### Task goal
Word-for-word reproduction, images excluded: copy every entry below.

################

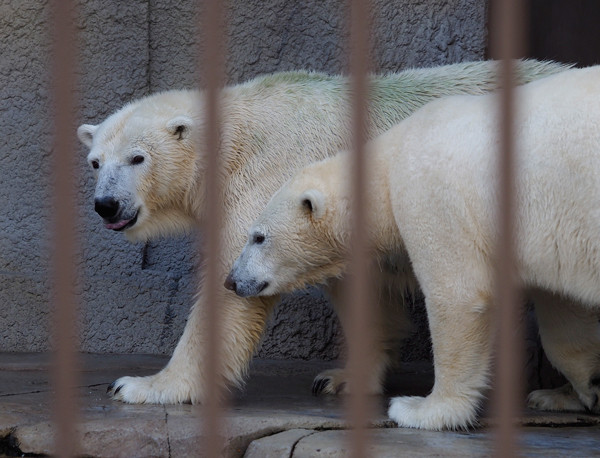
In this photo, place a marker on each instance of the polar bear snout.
(115, 215)
(106, 207)
(244, 287)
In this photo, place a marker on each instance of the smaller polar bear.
(433, 198)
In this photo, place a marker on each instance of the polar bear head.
(301, 236)
(144, 161)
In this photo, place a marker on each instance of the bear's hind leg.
(460, 333)
(570, 334)
(391, 326)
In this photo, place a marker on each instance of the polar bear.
(148, 158)
(432, 203)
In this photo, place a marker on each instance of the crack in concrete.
(49, 389)
(9, 446)
(298, 441)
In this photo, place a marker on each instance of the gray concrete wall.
(135, 298)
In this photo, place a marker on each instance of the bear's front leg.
(460, 333)
(183, 379)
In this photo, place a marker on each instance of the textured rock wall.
(135, 298)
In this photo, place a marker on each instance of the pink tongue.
(117, 225)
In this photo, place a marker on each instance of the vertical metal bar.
(358, 286)
(508, 36)
(213, 65)
(64, 236)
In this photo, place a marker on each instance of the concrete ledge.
(275, 415)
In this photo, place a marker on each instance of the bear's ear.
(180, 126)
(313, 202)
(86, 134)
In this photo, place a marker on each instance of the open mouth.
(122, 224)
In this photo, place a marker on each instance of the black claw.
(340, 387)
(319, 385)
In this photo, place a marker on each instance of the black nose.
(229, 283)
(107, 207)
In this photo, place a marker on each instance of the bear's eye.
(137, 160)
(306, 203)
(258, 239)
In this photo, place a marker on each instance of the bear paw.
(332, 381)
(336, 381)
(433, 413)
(150, 390)
(562, 399)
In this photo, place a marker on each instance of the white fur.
(274, 125)
(433, 195)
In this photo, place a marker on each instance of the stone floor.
(274, 416)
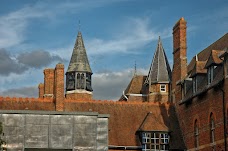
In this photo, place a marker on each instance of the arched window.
(212, 128)
(78, 81)
(196, 134)
(82, 81)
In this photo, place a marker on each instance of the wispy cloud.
(135, 33)
(24, 61)
(14, 24)
(110, 85)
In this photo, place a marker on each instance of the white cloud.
(13, 25)
(135, 33)
(110, 85)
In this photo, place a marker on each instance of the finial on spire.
(196, 57)
(79, 25)
(135, 72)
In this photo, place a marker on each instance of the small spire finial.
(135, 72)
(79, 25)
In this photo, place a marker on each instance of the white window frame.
(194, 84)
(162, 88)
(155, 141)
(210, 74)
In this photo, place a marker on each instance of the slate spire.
(79, 73)
(159, 70)
(79, 60)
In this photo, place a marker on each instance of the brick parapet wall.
(79, 96)
(13, 103)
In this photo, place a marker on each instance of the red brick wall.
(59, 87)
(179, 54)
(156, 96)
(49, 82)
(8, 103)
(79, 96)
(200, 108)
(41, 90)
(137, 98)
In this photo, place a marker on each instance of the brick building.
(182, 109)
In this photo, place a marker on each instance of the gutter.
(114, 147)
(224, 117)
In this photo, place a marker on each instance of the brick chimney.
(41, 90)
(48, 83)
(59, 87)
(179, 56)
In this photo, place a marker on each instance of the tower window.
(194, 84)
(155, 141)
(162, 88)
(210, 74)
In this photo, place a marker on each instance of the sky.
(118, 34)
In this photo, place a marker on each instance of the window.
(196, 134)
(70, 85)
(194, 84)
(210, 74)
(162, 88)
(155, 141)
(78, 81)
(212, 129)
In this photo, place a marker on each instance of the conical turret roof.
(159, 70)
(79, 60)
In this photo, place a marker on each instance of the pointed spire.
(135, 72)
(159, 70)
(79, 60)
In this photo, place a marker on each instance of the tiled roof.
(126, 118)
(159, 69)
(214, 58)
(136, 84)
(219, 45)
(134, 87)
(203, 85)
(199, 68)
(79, 60)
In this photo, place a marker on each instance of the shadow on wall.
(170, 119)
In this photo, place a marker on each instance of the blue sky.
(36, 34)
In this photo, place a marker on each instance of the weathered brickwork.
(49, 82)
(168, 108)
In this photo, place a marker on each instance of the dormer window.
(210, 74)
(162, 88)
(194, 84)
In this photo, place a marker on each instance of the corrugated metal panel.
(85, 130)
(77, 132)
(36, 131)
(13, 127)
(61, 131)
(102, 134)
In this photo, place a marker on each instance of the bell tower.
(79, 73)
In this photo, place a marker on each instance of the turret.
(79, 73)
(159, 76)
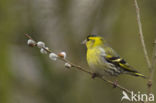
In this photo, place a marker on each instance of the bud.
(53, 56)
(67, 65)
(62, 55)
(43, 51)
(31, 42)
(40, 44)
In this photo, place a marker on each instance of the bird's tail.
(139, 75)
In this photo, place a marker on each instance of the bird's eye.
(88, 39)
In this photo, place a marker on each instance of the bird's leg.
(115, 83)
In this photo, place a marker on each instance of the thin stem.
(153, 66)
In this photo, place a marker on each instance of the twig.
(86, 71)
(152, 65)
(141, 34)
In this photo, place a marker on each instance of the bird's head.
(93, 41)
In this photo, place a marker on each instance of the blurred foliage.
(27, 76)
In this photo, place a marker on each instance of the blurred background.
(27, 76)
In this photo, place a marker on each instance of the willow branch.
(86, 71)
(151, 65)
(141, 34)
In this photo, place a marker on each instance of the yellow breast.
(93, 57)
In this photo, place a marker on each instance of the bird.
(103, 60)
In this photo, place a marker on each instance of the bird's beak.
(84, 42)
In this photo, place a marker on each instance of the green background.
(27, 76)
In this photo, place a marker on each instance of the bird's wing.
(119, 62)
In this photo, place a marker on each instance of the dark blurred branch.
(86, 71)
(151, 65)
(141, 34)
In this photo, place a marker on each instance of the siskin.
(104, 60)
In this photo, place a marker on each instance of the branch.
(152, 70)
(115, 85)
(141, 34)
(151, 65)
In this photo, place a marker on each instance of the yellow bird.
(103, 60)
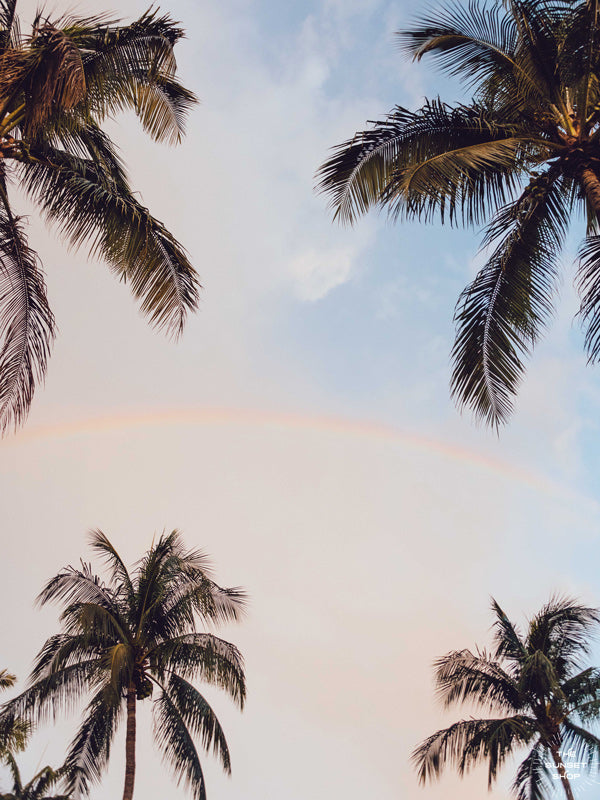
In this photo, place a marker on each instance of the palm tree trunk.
(130, 745)
(591, 186)
(562, 772)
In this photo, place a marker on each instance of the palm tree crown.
(535, 683)
(58, 84)
(523, 156)
(13, 731)
(131, 639)
(38, 788)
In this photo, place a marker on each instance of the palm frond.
(508, 639)
(500, 315)
(473, 42)
(588, 285)
(583, 744)
(468, 742)
(468, 154)
(199, 718)
(533, 780)
(133, 67)
(26, 322)
(206, 657)
(55, 692)
(563, 630)
(7, 679)
(55, 78)
(79, 586)
(89, 751)
(118, 572)
(177, 746)
(89, 207)
(461, 676)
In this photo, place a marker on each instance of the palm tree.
(535, 684)
(126, 639)
(13, 731)
(523, 155)
(58, 85)
(38, 787)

################

### Solution to this problem
In this photo, place a marker on each instance of the polar bear snout.
(115, 215)
(106, 207)
(244, 287)
In this photo, place a marker on each instance of the smaller polar bear.
(433, 198)
In this photo, place a marker on each instance of the polar bear head.
(301, 236)
(144, 161)
In this photo, place a marker on each instance of the bear's hind leg.
(460, 333)
(570, 334)
(391, 326)
In this photo, place a marker on each instance of the polar bear.
(148, 158)
(432, 203)
In this photo, place a marker on each instance of the crack in concrete.
(49, 389)
(9, 446)
(298, 441)
In this photo, place a marker on each instance of the gray concrete wall.
(135, 298)
In this photo, place a marker on each instance of the bear's front leg.
(460, 333)
(183, 379)
In this photo, place a marker on each instance of the textured rock wall.
(135, 298)
In this photo, place a marker on each instance of the pink tongue.
(117, 225)
In this photo, place a marker on each instance of the vertical metal bar.
(358, 286)
(508, 36)
(213, 65)
(64, 236)
In this photo, place a marker on each instance of the concrete ledge.
(275, 415)
In this photo, place a marker on each instance of the bear's ear.
(180, 126)
(313, 202)
(86, 134)
In this photo, place a marker on each instance of the open mouth.
(122, 224)
In this photo, place a marker on each instance of the black claw.
(340, 387)
(319, 385)
In this photo, place a marker on each instance of the black nose.
(229, 283)
(107, 207)
In this photo, place a marker on each instance of the bear's eye.
(137, 160)
(306, 203)
(258, 239)
In this photo, place a marker on each instance of the bear paw.
(332, 381)
(336, 381)
(433, 413)
(150, 390)
(562, 399)
In this photo, place a marker on each instance of the white fur.
(274, 125)
(433, 195)
In this photo, place a marker on each instance of the stone floor.
(274, 416)
In this photo, place a marker on each instance of the arched window.
(212, 128)
(78, 81)
(196, 134)
(82, 81)
In this photo, place a marker on each instance of the wispy cloud.
(135, 33)
(24, 61)
(14, 24)
(110, 85)
In this photo, place a marker on each instance of the white cloud.
(13, 25)
(135, 33)
(110, 85)
In this photo, place a marker on each instance of the finial on spire.
(196, 57)
(79, 25)
(135, 72)
In this photo, place a marker on each instance of the small spire finial.
(135, 72)
(79, 25)
In this photo, place a marker on each instance of the white window frame.
(194, 84)
(162, 88)
(155, 141)
(210, 74)
In this photo, place a marker on each instance of the slate spire.
(79, 73)
(159, 70)
(79, 60)
In this photo, place a marker on each instance of the brick parapet wall.
(79, 96)
(13, 103)
In this photo, place a marker on each instance of the red brick wall.
(59, 87)
(179, 54)
(156, 96)
(49, 82)
(8, 103)
(79, 96)
(200, 108)
(41, 90)
(137, 98)
In this photo, place a marker on each instance of the brick building.
(182, 109)
In this photo, place a marker on each instance of the gutter.
(114, 147)
(224, 117)
In this photo, place a marker on each instance of the brick chimney.
(41, 90)
(48, 83)
(59, 87)
(179, 56)
In this photo, place a marker on each instance of the tower window.
(194, 84)
(155, 141)
(162, 88)
(210, 74)
In this photo, place a marker on each instance of the sky.
(118, 34)
In this photo, place a marker on each instance of the window.
(196, 134)
(70, 85)
(194, 84)
(210, 74)
(162, 88)
(155, 141)
(78, 81)
(212, 129)
In this photo, place a marker on each instance of the conical turret roof.
(159, 70)
(79, 60)
In this photo, place a marker on each instance of the pointed spire.
(135, 72)
(159, 70)
(79, 60)
In this photo, place a marker on each instance of the tiled roof.
(126, 118)
(159, 69)
(214, 58)
(136, 84)
(219, 45)
(134, 87)
(203, 85)
(199, 68)
(79, 60)
In this photo, place a marker on each instance of the shadow on wall.
(170, 119)
In this photo, place a marker on each instance of the blue sky.
(36, 34)
In this photo, place a marker on each instance of the weathered brickwork.
(49, 82)
(168, 108)
In this photo, place a marker on each instance of the dormer window.
(210, 74)
(162, 88)
(194, 84)
In this photo, place a marker on each instance of the corrugated metal panel.
(85, 130)
(77, 132)
(36, 131)
(13, 127)
(61, 131)
(102, 134)
In this photo, place a marker on each instance of the bell tower.
(79, 73)
In this photo, place a marker on each instance of the turret.
(79, 73)
(159, 76)
In this photo, place a marker on each instance of the bud.
(53, 56)
(67, 65)
(62, 55)
(43, 51)
(31, 42)
(40, 44)
In this photo, place a marker on each instance of the bird's tail.
(139, 75)
In this photo, place a marker on each instance of the bird's eye.
(88, 39)
In this photo, place a marker on each instance of the bird's leg.
(115, 83)
In this photo, place a marker on each instance of the thin stem.
(153, 66)
In this photo, place a marker on each instance of the twig.
(86, 71)
(152, 65)
(141, 34)
In this photo, place a marker on each instance of the bird's head.
(93, 41)
In this photo, place a marker on each instance of the blurred foliage.
(27, 76)
In this photo, place a marker on each instance of the blurred background.
(27, 76)
In this photo, place a marker on each instance of the willow branch.
(86, 71)
(151, 65)
(141, 34)
In this photo, place a marker on each instance of the yellow breast.
(93, 57)
In this photo, place a marker on each instance of the bird.
(103, 60)
In this photo, place a marker on each instance of the bird's beak.
(84, 42)
In this photo, place a marker on each instance of the green background.
(27, 76)
In this photo, place a marker on each instance of the bird's wing.
(119, 62)
In this photo, place a marker on each instance of the dark blurred branch.
(86, 71)
(151, 65)
(141, 34)
In this photo, place a marker on each instance of the siskin.
(104, 60)
In this photo, place a marker on each instance of the branch.
(152, 70)
(115, 85)
(141, 34)
(151, 65)
In this photo, place a marker on each instance of the yellow bird.
(103, 60)
In this photo, place a marker on each instance of the palm tree trunk.
(130, 745)
(591, 186)
(562, 772)
In this photo, place a marker on each instance of the palm tree crown.
(535, 683)
(58, 84)
(523, 156)
(13, 731)
(131, 639)
(38, 788)
In this photo, place a marker on each instance of the palm frond.
(508, 639)
(500, 315)
(473, 42)
(588, 285)
(583, 744)
(468, 742)
(468, 154)
(199, 718)
(533, 780)
(133, 67)
(26, 322)
(206, 657)
(55, 692)
(563, 630)
(7, 679)
(55, 78)
(79, 586)
(89, 751)
(118, 572)
(177, 746)
(89, 207)
(461, 676)
In this photo, place a marker on each instance of the palm tree.
(535, 684)
(126, 639)
(13, 731)
(523, 155)
(58, 85)
(38, 787)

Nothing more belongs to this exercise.